(Pointing dataset records)
# # #

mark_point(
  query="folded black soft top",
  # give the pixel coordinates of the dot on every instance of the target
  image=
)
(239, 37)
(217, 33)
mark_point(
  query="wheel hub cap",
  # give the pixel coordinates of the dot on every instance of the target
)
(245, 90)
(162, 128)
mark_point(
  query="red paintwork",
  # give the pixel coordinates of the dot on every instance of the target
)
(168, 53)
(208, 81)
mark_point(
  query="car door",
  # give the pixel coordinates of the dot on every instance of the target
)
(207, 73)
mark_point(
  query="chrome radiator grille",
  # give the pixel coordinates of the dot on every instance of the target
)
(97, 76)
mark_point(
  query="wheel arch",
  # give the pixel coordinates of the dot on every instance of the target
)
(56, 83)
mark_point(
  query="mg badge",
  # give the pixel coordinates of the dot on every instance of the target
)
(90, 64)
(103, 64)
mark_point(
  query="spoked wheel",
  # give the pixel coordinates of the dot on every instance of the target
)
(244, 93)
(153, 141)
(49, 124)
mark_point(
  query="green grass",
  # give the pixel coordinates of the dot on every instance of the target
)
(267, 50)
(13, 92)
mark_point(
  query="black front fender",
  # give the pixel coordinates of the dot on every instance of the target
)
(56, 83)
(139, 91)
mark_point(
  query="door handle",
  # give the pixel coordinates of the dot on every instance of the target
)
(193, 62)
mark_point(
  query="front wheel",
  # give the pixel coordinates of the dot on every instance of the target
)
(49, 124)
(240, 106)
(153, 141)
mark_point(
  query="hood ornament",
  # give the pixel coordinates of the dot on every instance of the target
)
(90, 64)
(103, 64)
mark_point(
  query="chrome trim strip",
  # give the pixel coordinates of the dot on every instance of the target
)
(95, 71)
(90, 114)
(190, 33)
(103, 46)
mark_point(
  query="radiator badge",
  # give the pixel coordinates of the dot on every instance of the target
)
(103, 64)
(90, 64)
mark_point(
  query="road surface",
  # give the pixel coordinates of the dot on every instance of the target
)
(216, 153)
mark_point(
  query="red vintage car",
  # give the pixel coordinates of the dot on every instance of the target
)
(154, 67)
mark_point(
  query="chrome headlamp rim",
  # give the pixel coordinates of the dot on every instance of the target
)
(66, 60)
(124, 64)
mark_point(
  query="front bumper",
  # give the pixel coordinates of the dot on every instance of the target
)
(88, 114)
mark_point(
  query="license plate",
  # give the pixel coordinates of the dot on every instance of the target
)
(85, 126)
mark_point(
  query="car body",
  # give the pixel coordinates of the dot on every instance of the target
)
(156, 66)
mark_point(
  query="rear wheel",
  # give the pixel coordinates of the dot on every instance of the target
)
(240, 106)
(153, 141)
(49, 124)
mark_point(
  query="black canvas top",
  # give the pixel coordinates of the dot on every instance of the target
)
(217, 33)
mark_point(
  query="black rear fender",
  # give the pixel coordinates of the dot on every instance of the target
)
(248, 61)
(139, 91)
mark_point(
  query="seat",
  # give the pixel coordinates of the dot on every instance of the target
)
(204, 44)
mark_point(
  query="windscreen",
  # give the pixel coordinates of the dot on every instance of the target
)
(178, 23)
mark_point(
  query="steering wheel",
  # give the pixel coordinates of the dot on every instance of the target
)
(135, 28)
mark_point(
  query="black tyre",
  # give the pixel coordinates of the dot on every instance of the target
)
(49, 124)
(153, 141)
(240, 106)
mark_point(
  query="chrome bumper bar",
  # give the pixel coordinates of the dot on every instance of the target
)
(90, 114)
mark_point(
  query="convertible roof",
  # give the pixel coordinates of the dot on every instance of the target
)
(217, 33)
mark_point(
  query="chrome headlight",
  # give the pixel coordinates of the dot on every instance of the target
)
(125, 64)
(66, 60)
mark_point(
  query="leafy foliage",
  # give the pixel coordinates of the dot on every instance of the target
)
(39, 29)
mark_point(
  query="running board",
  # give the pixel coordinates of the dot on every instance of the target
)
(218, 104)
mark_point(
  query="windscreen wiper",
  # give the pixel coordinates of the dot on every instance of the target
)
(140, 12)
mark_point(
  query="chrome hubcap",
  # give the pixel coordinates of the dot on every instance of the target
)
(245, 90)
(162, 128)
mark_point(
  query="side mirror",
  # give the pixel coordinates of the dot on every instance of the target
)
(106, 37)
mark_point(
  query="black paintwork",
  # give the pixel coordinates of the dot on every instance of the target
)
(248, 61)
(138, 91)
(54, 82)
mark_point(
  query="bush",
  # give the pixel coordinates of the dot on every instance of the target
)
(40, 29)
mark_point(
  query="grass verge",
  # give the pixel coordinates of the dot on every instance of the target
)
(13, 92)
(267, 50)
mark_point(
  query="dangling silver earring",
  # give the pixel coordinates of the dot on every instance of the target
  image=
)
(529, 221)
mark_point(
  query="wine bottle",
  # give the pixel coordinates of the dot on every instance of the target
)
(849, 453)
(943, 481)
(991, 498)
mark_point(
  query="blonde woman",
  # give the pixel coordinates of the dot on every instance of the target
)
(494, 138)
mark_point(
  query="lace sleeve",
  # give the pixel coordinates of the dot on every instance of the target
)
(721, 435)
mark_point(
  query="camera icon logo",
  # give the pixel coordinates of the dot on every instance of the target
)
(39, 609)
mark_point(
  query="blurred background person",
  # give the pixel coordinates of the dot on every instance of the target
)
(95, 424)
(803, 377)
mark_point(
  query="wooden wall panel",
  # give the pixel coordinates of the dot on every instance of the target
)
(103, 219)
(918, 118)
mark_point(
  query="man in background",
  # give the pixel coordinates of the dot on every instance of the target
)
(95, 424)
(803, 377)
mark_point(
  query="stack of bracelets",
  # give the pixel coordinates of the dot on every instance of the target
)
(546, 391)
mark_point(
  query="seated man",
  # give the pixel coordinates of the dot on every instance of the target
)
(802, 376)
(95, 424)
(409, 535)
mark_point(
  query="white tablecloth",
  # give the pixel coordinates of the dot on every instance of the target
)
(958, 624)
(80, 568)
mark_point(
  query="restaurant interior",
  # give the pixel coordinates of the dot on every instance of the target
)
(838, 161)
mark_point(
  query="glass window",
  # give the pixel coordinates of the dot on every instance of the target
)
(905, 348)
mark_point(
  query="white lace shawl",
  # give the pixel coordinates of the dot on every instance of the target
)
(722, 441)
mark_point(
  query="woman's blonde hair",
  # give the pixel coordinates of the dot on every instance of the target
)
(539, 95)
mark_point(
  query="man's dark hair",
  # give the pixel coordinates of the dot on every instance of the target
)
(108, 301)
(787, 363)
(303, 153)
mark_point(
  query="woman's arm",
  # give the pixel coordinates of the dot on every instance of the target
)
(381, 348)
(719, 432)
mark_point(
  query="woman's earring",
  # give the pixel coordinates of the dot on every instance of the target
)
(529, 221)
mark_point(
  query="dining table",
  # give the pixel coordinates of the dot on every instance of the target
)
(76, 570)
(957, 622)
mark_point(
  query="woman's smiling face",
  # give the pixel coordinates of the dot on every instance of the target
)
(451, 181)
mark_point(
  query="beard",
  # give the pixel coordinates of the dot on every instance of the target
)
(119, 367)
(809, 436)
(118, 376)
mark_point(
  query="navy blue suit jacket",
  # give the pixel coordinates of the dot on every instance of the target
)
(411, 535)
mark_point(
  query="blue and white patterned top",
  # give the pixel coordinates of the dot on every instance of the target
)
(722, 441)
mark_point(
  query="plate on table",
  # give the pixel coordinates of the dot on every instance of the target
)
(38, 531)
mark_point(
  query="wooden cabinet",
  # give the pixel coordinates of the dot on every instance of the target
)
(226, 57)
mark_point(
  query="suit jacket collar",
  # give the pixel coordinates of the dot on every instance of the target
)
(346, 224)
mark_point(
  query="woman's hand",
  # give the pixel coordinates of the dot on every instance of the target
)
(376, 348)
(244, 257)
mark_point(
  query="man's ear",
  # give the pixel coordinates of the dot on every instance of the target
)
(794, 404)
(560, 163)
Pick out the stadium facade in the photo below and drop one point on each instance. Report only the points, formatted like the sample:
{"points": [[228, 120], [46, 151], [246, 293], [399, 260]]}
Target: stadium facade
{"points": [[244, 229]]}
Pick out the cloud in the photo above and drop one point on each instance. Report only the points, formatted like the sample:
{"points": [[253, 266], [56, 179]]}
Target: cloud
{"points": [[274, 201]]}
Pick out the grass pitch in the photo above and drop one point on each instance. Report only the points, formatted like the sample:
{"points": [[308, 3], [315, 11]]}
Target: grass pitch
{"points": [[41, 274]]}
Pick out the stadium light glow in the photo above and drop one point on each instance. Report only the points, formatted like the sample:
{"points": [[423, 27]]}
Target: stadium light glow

# # #

_Your goal_
Transcribe word for word the lines from the one holding "Pick out the stadium facade" to the last line of the listing above, inclusive.

_Reply_
Pick out the stadium facade in the photo below and drop one point on each instance. Report only the points, formatted like the sample:
{"points": [[228, 120], [46, 151], [246, 293], [399, 260]]}
Target: stadium facade
{"points": [[244, 229]]}
Pick out the cloud in the photo above and drop one point on each instance. Report only the points, formatted like the sample:
{"points": [[253, 266], [56, 179]]}
Target: cloud
{"points": [[274, 201]]}
Pick out the grass pitch in the photo above and drop one point on each instance. Report only the points, formatted like the sample:
{"points": [[308, 3], [315, 11]]}
Target: grass pitch
{"points": [[41, 274]]}
Pick out the stadium light glow in the photo above and drop one point on each instance. Report only the points, formatted like the sample:
{"points": [[423, 27]]}
Target: stadium light glow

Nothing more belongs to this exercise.